WHAT IS ASKED: Copy every record exactly, and keep the pictures out.
────────────────
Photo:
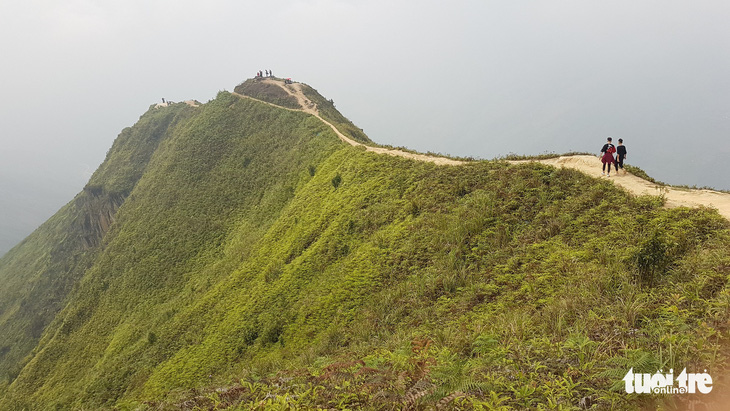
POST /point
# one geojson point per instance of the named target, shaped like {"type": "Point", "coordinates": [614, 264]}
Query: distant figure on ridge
{"type": "Point", "coordinates": [620, 155]}
{"type": "Point", "coordinates": [607, 157]}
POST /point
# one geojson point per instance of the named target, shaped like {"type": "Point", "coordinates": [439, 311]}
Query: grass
{"type": "Point", "coordinates": [259, 262]}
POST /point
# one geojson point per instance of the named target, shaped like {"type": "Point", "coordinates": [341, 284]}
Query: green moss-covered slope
{"type": "Point", "coordinates": [38, 274]}
{"type": "Point", "coordinates": [257, 260]}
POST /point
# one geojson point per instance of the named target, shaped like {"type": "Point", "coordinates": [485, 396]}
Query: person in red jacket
{"type": "Point", "coordinates": [607, 156]}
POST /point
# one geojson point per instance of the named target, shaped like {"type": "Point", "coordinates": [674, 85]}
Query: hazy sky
{"type": "Point", "coordinates": [470, 78]}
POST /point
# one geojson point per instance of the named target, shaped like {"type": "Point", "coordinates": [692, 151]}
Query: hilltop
{"type": "Point", "coordinates": [259, 249]}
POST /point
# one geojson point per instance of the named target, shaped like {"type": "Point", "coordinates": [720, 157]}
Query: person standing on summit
{"type": "Point", "coordinates": [607, 156]}
{"type": "Point", "coordinates": [620, 155]}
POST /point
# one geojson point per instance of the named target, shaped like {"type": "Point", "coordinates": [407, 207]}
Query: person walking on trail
{"type": "Point", "coordinates": [607, 156]}
{"type": "Point", "coordinates": [620, 155]}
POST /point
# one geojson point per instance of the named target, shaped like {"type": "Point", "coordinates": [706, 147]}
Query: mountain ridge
{"type": "Point", "coordinates": [253, 241]}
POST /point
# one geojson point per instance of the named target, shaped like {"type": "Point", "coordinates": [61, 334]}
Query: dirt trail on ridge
{"type": "Point", "coordinates": [295, 90]}
{"type": "Point", "coordinates": [675, 197]}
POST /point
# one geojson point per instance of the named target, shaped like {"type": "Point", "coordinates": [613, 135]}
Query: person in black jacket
{"type": "Point", "coordinates": [620, 155]}
{"type": "Point", "coordinates": [606, 156]}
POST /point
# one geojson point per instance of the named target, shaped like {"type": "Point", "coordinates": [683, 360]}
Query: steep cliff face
{"type": "Point", "coordinates": [38, 274]}
{"type": "Point", "coordinates": [98, 210]}
{"type": "Point", "coordinates": [246, 243]}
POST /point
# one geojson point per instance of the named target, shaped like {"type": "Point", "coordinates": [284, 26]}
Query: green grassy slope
{"type": "Point", "coordinates": [38, 274]}
{"type": "Point", "coordinates": [259, 253]}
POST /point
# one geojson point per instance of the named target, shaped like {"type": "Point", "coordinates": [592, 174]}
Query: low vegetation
{"type": "Point", "coordinates": [260, 263]}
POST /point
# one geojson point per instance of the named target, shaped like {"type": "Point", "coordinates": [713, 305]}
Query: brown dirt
{"type": "Point", "coordinates": [675, 197]}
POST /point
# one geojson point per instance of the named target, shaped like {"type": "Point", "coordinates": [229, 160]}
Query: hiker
{"type": "Point", "coordinates": [607, 157]}
{"type": "Point", "coordinates": [620, 155]}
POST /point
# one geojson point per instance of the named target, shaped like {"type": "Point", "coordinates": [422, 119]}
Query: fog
{"type": "Point", "coordinates": [467, 78]}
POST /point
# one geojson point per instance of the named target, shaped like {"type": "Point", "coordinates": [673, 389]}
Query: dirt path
────────────────
SOLVED EXERCISE:
Photo:
POST /point
# one geojson point per instance of the named target, shaped like {"type": "Point", "coordinates": [614, 264]}
Query: distant figure on ridge
{"type": "Point", "coordinates": [620, 155]}
{"type": "Point", "coordinates": [607, 157]}
POST /point
# one geojson point per instance of the named target, shaped like {"type": "Point", "coordinates": [439, 311]}
Query: grass
{"type": "Point", "coordinates": [259, 262]}
POST /point
# one geojson point per instance of the named target, shaped like {"type": "Point", "coordinates": [341, 284]}
Query: green moss-covered slope
{"type": "Point", "coordinates": [38, 274]}
{"type": "Point", "coordinates": [257, 260]}
POST /point
# one geojson point per instance of the named target, shaped like {"type": "Point", "coordinates": [485, 396]}
Query: person in red jacket
{"type": "Point", "coordinates": [607, 156]}
POST /point
# one geojson point per instance of the named target, shaped like {"type": "Point", "coordinates": [674, 85]}
Query: hazy sky
{"type": "Point", "coordinates": [470, 78]}
POST /point
# one geojson point per instance of the named target, shaped like {"type": "Point", "coordinates": [692, 151]}
Query: hilltop
{"type": "Point", "coordinates": [259, 249]}
POST /point
# one geojson point per instance of the named target, shaped like {"type": "Point", "coordinates": [720, 157]}
Query: person standing on summit
{"type": "Point", "coordinates": [607, 156]}
{"type": "Point", "coordinates": [620, 155]}
POST /point
# one geojson point per instance of the named target, shaped like {"type": "Point", "coordinates": [407, 207]}
Query: person walking on trail
{"type": "Point", "coordinates": [607, 156]}
{"type": "Point", "coordinates": [620, 155]}
POST /point
# one geojson point per instance of the named target, shaped like {"type": "Point", "coordinates": [706, 147]}
Query: mountain ridge
{"type": "Point", "coordinates": [253, 241]}
POST /point
# one geojson point per instance of the named target, shaped like {"type": "Point", "coordinates": [61, 334]}
Query: dirt trail on ridge
{"type": "Point", "coordinates": [295, 90]}
{"type": "Point", "coordinates": [675, 197]}
POST /point
# one geojson point per instance of the named target, shaped like {"type": "Point", "coordinates": [613, 135]}
Query: person in black jacket
{"type": "Point", "coordinates": [620, 155]}
{"type": "Point", "coordinates": [606, 156]}
POST /point
# one geojson point per instance of the named target, shaped like {"type": "Point", "coordinates": [683, 360]}
Query: steep cliff face
{"type": "Point", "coordinates": [38, 274]}
{"type": "Point", "coordinates": [98, 210]}
{"type": "Point", "coordinates": [246, 243]}
POST /point
# one geojson point per instance of the named target, shaped like {"type": "Point", "coordinates": [284, 26]}
Query: green grassy slope
{"type": "Point", "coordinates": [38, 274]}
{"type": "Point", "coordinates": [259, 253]}
POST /point
# one geojson point per instance of the named target, shaped like {"type": "Point", "coordinates": [592, 174]}
Query: low vegetation
{"type": "Point", "coordinates": [260, 263]}
POST /point
# one geojson point per instance of the named target, shaped like {"type": "Point", "coordinates": [713, 305]}
Query: brown dirt
{"type": "Point", "coordinates": [675, 197]}
POST /point
# one geojson point per instance of the named target, shaped like {"type": "Point", "coordinates": [229, 160]}
Query: hiker
{"type": "Point", "coordinates": [607, 157]}
{"type": "Point", "coordinates": [620, 155]}
POST /point
# one geojson point per instance of the named target, shaped like {"type": "Point", "coordinates": [422, 119]}
Query: fog
{"type": "Point", "coordinates": [467, 78]}
POST /point
# one geojson point per instance of the named target, shaped like {"type": "Point", "coordinates": [673, 389]}
Query: dirt path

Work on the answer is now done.